**YOUR TASK**
Take the line containing "Locate the white wall" and every line after it in the data below, and print them exactly as given, with nothing else.
====== GIVEN RECORDS ======
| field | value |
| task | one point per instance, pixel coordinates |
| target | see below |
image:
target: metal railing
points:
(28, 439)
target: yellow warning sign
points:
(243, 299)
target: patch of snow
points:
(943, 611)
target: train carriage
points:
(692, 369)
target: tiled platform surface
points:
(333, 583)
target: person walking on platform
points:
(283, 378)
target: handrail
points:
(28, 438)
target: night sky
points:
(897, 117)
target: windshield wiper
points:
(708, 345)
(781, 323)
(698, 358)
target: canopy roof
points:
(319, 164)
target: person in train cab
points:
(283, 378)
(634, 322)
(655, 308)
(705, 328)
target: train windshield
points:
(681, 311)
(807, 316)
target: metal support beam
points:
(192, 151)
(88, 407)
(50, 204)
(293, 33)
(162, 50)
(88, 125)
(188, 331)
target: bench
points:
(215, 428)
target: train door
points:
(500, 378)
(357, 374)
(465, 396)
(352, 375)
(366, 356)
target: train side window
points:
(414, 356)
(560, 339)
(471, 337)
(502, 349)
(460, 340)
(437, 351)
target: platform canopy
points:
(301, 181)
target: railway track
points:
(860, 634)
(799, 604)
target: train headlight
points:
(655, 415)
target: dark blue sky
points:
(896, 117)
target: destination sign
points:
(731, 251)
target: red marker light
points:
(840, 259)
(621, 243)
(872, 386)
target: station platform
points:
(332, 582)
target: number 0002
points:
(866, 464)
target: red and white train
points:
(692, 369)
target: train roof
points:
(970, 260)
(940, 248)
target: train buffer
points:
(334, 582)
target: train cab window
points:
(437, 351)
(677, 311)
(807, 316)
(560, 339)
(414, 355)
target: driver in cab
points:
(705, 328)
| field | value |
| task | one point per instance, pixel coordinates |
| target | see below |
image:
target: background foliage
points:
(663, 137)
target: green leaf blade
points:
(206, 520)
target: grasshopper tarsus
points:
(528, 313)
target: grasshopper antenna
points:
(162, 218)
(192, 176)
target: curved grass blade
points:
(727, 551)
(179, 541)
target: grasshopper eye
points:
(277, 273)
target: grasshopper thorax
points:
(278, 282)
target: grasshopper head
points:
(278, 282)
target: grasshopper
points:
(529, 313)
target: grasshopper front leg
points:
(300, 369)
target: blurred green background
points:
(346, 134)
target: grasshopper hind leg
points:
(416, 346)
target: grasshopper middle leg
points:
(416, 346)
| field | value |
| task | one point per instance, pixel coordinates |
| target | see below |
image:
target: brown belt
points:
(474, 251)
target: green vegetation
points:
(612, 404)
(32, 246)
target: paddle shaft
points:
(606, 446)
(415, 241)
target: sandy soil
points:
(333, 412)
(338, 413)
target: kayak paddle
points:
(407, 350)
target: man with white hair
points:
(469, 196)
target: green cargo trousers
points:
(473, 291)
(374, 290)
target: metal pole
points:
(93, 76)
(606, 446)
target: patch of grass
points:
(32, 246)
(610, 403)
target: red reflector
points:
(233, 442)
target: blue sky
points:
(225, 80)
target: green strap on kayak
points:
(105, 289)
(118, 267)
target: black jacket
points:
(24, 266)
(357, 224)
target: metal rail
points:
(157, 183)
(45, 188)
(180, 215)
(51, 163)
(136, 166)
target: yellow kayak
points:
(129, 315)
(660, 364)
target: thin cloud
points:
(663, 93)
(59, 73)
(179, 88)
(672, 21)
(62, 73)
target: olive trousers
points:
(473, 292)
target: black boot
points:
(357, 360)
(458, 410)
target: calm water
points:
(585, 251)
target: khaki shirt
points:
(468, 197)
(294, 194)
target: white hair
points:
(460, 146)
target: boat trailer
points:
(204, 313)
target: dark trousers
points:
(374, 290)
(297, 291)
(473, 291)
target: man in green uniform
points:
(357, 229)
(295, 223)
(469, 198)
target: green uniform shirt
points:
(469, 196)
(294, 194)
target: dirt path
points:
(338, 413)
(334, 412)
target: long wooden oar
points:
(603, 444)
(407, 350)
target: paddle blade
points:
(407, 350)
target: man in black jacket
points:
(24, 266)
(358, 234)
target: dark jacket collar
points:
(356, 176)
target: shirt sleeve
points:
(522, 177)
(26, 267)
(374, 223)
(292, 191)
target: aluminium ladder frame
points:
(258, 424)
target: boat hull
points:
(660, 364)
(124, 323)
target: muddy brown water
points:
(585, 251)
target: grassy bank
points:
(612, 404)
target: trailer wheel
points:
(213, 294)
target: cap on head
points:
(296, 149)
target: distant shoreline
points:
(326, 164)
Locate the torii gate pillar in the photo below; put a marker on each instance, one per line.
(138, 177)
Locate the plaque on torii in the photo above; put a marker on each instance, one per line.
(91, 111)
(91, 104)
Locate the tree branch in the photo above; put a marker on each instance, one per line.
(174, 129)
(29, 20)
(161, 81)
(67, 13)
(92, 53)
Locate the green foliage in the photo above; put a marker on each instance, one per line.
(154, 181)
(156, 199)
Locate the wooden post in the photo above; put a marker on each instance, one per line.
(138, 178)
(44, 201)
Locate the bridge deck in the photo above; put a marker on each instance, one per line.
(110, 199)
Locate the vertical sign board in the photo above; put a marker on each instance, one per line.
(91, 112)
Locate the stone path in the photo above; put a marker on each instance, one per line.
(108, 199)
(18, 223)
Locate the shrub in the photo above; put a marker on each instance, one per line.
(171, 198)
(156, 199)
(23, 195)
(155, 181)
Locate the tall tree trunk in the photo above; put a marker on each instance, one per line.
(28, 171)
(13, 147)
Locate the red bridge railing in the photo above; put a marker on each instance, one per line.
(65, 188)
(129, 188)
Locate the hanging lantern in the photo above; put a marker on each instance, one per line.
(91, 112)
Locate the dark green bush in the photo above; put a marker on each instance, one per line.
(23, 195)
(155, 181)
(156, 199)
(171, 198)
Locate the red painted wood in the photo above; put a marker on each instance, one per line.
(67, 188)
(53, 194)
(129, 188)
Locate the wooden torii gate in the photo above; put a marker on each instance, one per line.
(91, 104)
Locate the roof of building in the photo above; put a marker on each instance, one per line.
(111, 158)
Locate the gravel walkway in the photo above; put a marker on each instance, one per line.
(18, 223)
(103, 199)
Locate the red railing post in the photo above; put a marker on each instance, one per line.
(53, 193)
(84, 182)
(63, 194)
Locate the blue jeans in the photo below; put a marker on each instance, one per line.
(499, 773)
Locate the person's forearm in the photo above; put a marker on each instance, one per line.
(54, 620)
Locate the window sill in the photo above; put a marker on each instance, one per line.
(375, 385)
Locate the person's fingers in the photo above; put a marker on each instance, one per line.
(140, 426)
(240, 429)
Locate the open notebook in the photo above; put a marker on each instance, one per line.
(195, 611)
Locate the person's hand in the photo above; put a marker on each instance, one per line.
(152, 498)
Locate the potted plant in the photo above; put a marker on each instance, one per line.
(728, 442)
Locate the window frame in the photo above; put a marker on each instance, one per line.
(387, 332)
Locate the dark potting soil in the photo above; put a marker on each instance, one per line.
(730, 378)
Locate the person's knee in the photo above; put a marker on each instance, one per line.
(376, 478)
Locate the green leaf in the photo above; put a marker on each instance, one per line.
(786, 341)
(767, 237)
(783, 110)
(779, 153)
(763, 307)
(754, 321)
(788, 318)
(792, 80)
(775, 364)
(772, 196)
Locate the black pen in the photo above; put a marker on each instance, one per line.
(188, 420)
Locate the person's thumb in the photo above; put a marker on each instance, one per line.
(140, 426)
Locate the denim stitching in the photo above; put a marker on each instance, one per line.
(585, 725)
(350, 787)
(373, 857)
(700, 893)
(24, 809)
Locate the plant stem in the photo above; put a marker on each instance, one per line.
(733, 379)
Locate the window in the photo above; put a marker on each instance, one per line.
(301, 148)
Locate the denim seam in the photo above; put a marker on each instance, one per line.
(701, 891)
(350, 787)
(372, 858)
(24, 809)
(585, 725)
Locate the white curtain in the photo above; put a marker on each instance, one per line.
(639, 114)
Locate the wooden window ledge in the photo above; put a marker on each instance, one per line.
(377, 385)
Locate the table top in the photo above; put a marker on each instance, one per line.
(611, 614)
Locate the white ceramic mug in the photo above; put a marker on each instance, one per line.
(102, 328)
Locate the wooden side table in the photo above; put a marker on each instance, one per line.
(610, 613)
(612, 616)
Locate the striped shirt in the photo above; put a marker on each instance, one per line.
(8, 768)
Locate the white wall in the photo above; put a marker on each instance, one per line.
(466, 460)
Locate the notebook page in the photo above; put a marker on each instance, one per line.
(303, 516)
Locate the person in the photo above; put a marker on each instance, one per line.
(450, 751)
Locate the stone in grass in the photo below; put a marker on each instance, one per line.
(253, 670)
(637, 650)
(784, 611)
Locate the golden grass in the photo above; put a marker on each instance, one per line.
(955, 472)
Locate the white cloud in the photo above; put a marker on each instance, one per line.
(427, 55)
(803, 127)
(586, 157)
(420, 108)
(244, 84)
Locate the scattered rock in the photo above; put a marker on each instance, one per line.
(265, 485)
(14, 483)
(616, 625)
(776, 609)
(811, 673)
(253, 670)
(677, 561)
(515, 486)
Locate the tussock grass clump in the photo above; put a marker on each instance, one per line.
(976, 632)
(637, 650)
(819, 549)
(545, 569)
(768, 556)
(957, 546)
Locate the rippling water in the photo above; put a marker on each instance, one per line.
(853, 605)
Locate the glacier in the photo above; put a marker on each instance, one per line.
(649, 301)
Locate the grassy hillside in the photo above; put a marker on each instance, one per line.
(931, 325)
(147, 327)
======
**RESPONSE TO THE TASK**
Locate the white wall in the photo above; put a marker on each instance, one per line.
(466, 460)
Locate the notebook page in the photo above; put a marker on each instance, one per line.
(303, 516)
Locate the person in the photo above; put a marker on each instance, one per line.
(450, 751)
Locate the stone in grass in the photo below; put a marker on each instance, one per line.
(253, 670)
(637, 650)
(784, 611)
Locate the golden grass in the photo above; put a marker on each instance, one per line.
(955, 472)
Locate the white cloud in the photo above; put a marker on each instance, one per line.
(427, 55)
(803, 127)
(586, 157)
(420, 108)
(244, 84)
Locate the scattered rock in the photo above; put a marker on each instance, one per line.
(265, 485)
(14, 483)
(616, 625)
(776, 609)
(811, 673)
(253, 670)
(677, 561)
(515, 486)
Locate the tussock grass clump in the photo above; put a marker on each instance, one per line.
(976, 632)
(637, 650)
(819, 549)
(545, 569)
(768, 556)
(957, 546)
Locate the rippling water in the photo above; put a marker on each instance, one per line.
(853, 605)
Locate the glacier in the photo above; put a marker on each instance, one per line.
(649, 301)
Locate the grassy hillside in the photo above; put a marker on each instance, one per line.
(931, 325)
(147, 327)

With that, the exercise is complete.